*Exercise instructions*
Reproduce all of the data below word for word, leaving out the pictures.

(Records)
--- START ---

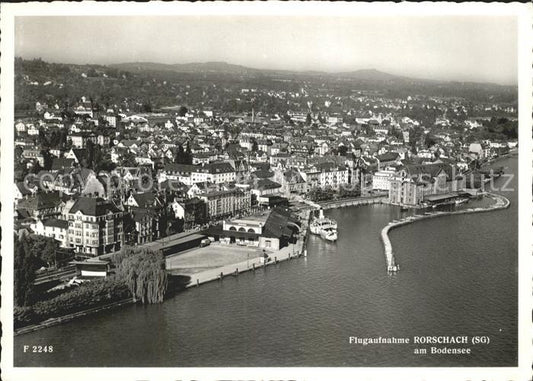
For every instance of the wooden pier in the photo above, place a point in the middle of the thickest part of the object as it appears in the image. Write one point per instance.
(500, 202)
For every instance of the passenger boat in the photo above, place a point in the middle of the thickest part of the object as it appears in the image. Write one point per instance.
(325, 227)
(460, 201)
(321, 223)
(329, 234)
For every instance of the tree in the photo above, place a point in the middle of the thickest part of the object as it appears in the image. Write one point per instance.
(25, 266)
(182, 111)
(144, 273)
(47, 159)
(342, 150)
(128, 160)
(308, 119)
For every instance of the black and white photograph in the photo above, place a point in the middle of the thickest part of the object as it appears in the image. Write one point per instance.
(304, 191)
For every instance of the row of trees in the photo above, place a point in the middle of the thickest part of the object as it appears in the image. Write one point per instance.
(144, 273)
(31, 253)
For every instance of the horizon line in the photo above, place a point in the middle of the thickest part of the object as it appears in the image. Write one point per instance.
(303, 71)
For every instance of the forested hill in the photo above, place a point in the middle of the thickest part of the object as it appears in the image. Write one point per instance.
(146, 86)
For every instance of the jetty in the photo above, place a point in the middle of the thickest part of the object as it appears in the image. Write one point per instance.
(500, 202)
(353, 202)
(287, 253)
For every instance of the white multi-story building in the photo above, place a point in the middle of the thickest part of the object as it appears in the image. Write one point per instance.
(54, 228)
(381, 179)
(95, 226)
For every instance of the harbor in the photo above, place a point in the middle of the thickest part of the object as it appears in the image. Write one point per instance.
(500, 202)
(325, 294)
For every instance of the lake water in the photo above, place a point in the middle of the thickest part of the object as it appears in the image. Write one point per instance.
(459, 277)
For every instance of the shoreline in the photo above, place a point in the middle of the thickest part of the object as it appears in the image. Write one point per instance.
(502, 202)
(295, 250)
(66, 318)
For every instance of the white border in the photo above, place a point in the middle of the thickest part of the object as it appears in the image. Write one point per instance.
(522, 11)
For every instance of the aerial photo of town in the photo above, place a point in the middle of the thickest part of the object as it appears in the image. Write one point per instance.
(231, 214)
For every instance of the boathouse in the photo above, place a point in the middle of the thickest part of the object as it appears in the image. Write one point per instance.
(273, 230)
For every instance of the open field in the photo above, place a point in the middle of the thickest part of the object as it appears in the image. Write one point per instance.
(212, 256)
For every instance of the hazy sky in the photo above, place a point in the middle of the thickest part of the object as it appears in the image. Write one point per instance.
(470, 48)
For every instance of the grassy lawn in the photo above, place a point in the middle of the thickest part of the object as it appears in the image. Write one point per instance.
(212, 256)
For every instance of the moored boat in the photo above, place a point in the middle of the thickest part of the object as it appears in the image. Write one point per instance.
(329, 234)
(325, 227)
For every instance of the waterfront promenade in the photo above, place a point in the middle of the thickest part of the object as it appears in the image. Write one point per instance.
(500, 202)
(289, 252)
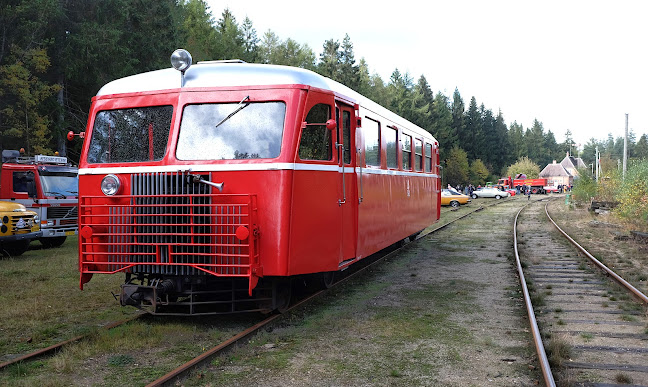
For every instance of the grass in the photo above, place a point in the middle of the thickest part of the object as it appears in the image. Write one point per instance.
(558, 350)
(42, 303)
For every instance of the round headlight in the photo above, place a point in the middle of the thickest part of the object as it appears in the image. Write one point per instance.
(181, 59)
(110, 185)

--- END ---

*Complete output*
For every instance of the wooden pier in the photo above, place a point in the middle of the thickest part of the object as it appears in the image. Write one point per instance.
(500, 202)
For every instance of the passenger boat in the photo above, place a point in the middle of the thickest part of the object as it appears in the image. Write one point per instance.
(325, 227)
(460, 201)
(321, 223)
(329, 234)
For every instance of the tree in the photo above, place a point in the middle of the thickest part of the object as it appears in the image. Write one point per instance.
(25, 266)
(182, 111)
(144, 273)
(47, 159)
(342, 150)
(128, 160)
(308, 119)
For every instance of the black and white photograph in the photo above, place a point in the middle of the thickest part of the object as it appears in the image. Write one point per instance.
(304, 191)
For every instance of the row of trees in the photo above, place a point in the middle of the thickest part of the object as it appears in the image. Write one point per instance.
(144, 273)
(31, 253)
For every instance of the horizon line in the photo above, place a point in the middle of the thickest part of the object as it appears in the image. Write one point per instance.
(303, 71)
For every instance of the forested hill in the photo above, place a point in the middle of the thickest part of the object as it appears in the image. Write one point per instance.
(146, 86)
For every instance of the jetty in the photo above, place a point in the middle of the thickest part of the object as it appears in the image. Write one point per instance.
(500, 202)
(353, 202)
(287, 253)
For every instance of the white multi-story building in the photo above, place a point in the middle of the thickest part of the object as it appears in the image. Write one point per instance.
(54, 228)
(381, 179)
(95, 226)
For every instance of the harbor in the photo above, place a point in the middle of the thickest part of the object as it appears in the image. Write one point per instance.
(500, 202)
(325, 294)
For every instance of the lake water in the photo above, place a point in the middle of the thickest part of the object as it appears in the image. Write one point per instance.
(459, 277)
For every instance of the shoreline in the photo above, place a point in the middle of the thickest part of the object as it appears in the image. Write one point per instance.
(502, 202)
(295, 250)
(66, 318)
For every instance of the white border in the photo above, place a point in the middle of the thickest part of the object as it appears in the image. Write one point per instance.
(522, 11)
For every instance of the aerial photo of town in the photo above, place a point in the middle of the thickest part of the object as it appears in the image. Write one point per instance.
(231, 214)
For every instance of the boathouse in the photo above, place a point in the middle of the thickest part of the object as it appears in the image. Write one point per instance.
(273, 230)
For every instance of the open field in the photo above, place a point in the middle of the thickest part of the object as it appears in the image. Write one point per instance.
(212, 256)
For every instance of the hazy sky in the photo above, place a point in the middle of the thickest part of the object as it appears in the image. Write one point per instance.
(470, 48)
For every instance of the grassy lawn in the photo above, place a point in the middle of the thickest part of the object as it appears in the image. Write one point per instance.
(212, 256)
For every instance of the moored boat in the photo above, place a point in the middle of the thickest part of the object as it appears in the image. Write one point per instance.
(329, 234)
(325, 227)
For every instance of the waterfront promenade in the photo above, place a point in the middle of the thickest part of the object as it appears in the image. Write one point per instance.
(500, 202)
(289, 252)
For every instance of the grass in the photo above, place a point in the middle of the thickest part of the object as it appears in the image. Write one point per instance.
(558, 350)
(42, 303)
For every instance of the round headlight in the photo above, place a point in the middle of the thickest part of the object as it appears in the image. Write one point per instance.
(181, 59)
(110, 185)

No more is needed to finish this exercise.